INSTRUCTION – Please pull every line from the material below and reproduce each one without any change.

INPUT FOR THIS TASK –
------
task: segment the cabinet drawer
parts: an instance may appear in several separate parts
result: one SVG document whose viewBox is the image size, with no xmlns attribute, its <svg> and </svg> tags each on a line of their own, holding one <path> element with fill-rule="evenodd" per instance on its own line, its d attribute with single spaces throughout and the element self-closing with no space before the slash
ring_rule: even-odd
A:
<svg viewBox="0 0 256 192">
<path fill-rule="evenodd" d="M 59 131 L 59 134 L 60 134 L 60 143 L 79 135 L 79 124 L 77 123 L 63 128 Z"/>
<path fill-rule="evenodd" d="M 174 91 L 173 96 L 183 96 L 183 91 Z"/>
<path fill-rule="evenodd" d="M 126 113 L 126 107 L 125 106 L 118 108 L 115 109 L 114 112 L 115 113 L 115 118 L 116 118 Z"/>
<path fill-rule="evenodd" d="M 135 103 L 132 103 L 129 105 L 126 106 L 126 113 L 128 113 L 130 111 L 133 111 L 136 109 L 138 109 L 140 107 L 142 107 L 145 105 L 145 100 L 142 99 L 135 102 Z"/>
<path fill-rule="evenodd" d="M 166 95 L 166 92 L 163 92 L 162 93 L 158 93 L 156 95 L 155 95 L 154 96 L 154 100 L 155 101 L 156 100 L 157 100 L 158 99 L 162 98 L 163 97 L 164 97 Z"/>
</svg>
------
SOLUTION TO THIS TASK –
task: segment the cabinet drawer
parts: an instance may appear in several separate parts
result: one SVG document whose viewBox is the image size, with no xmlns attribute, its <svg> and </svg> tags each on a line of their own, holding one <path> element with fill-rule="evenodd" per instance on its own line, its d attribute with single spaces throughout and the element self-closing with no space before the slash
ring_rule: even-odd
A:
<svg viewBox="0 0 256 192">
<path fill-rule="evenodd" d="M 59 131 L 59 134 L 60 134 L 60 143 L 79 135 L 79 124 L 77 123 L 63 128 Z"/>
<path fill-rule="evenodd" d="M 174 91 L 173 96 L 183 96 L 183 91 Z"/>
<path fill-rule="evenodd" d="M 126 113 L 126 107 L 125 106 L 118 108 L 115 109 L 114 112 L 115 113 L 115 118 L 116 118 Z"/>
<path fill-rule="evenodd" d="M 135 103 L 132 103 L 129 105 L 126 106 L 126 113 L 128 113 L 130 111 L 133 111 L 136 109 L 138 109 L 140 107 L 142 107 L 145 105 L 145 100 L 142 99 L 135 102 Z"/>
<path fill-rule="evenodd" d="M 166 95 L 166 92 L 163 92 L 162 93 L 158 93 L 156 95 L 155 95 L 154 96 L 154 100 L 155 101 L 156 100 L 157 100 L 158 99 L 162 98 L 163 97 L 164 97 Z"/>
</svg>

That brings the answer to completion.